**Excerpt**.
■ ■ ■ ■ ■ ■ ■
My school routine had become laughable. Mondays, I’d stop by just long enough to pick up my assignments, and Fridays, I’d drop them off. The rest of my time was split between schoolwork, my job, and, most importantly, Cipher. My social life barely existed, but in my head, I was young, wild, and free. More importantly, staying home kept Cipher calm. It was a win-win—or at least that’s what I convinced myself. I was earning my high school diploma while reassuring my overprotective boyfriend that I wasn’t spending time with guys my age, out in the world where he couldn’t control me, or around any so-called “bad influences.”
I had completely settled into life with Cipher. School no longer felt like a priority. I hated walking through those metal detectors, hated the stares in the hallways. Senior year was supposed to be about prom, senior trips, and graduation, but I pretended not to care. Cipher had already made it clear—prom and senior trips were out of the question. He wouldn’t allow it, period. And even if I did graduate, who would show up? My family? Cipher? I already knew the answer.
■ ■ ■ ■ ■ ■ ■
**Data block**.

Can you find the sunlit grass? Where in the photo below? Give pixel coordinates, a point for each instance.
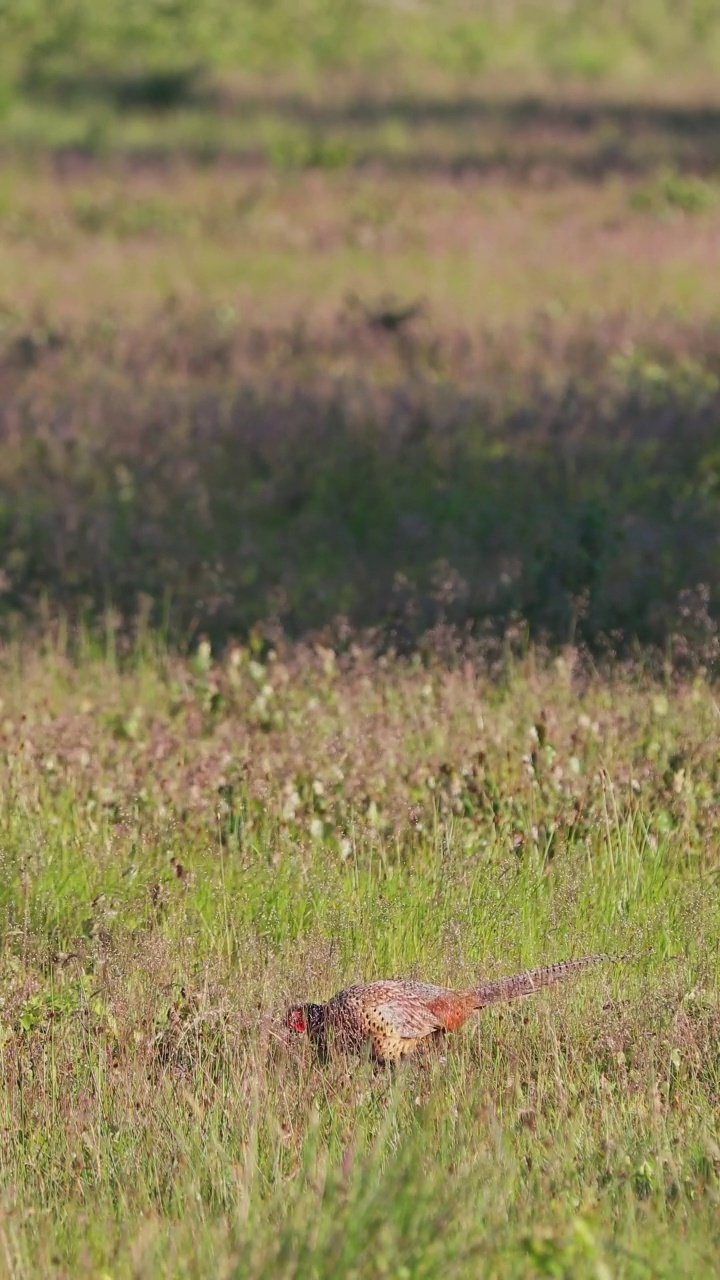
■ ■ ■ ■ ■ ■ ■
**Given request 1**. According to the excerpt, what three things was senior year supposed to be about?
**Given request 2**. Copy the excerpt word for word, from "I had completely" up to and including "knew the answer.".
The material has nothing to do with the excerpt.

**Complete answer 1**. Prom, senior trips, and graduation.

**Complete answer 2**.
I had completely settled into life with Cipher. School no longer felt like a priority. I hated walking through those metal detectors, hated the stares in the hallways. Senior year was supposed to be about prom, senior trips, and graduation, but I pretended not to care. Cipher had already made it clear—prom and senior trips were out of the question. He wouldn’t allow it, period. And even if I did graduate, who would show up? My family? Cipher? I already knew the answer.